- **Data for this exercise**
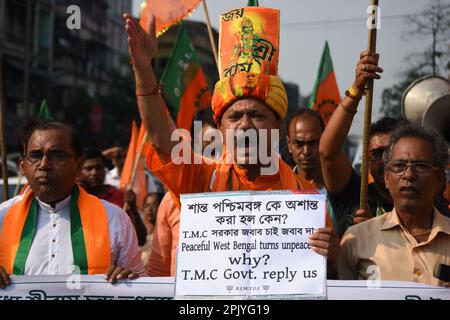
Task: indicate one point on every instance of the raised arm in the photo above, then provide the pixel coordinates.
(143, 47)
(336, 167)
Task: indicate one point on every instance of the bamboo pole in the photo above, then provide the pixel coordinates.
(372, 42)
(211, 36)
(135, 165)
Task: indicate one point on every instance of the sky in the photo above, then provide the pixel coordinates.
(307, 24)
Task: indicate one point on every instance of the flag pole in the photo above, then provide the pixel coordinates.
(19, 182)
(135, 165)
(2, 137)
(372, 42)
(211, 36)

- **Problem statement**
Copy each line above exactly, with no images.

- **Written solution**
Task: indicate one point on every instance of the raised arm in the photo above, then provide the pixel coordinates.
(143, 47)
(336, 167)
Task: indicate one point on every instance of the bamboo pole in the photo above, then provide the pixel coordinates.
(372, 42)
(211, 36)
(135, 165)
Task: indicate one point on every instance of the sky in the photo above, then provide the pixel coordinates.
(307, 24)
Task: indicate one point on every instance of the flag pole in the photo above, then provide the pixel coordinates.
(19, 182)
(135, 165)
(2, 137)
(372, 42)
(211, 36)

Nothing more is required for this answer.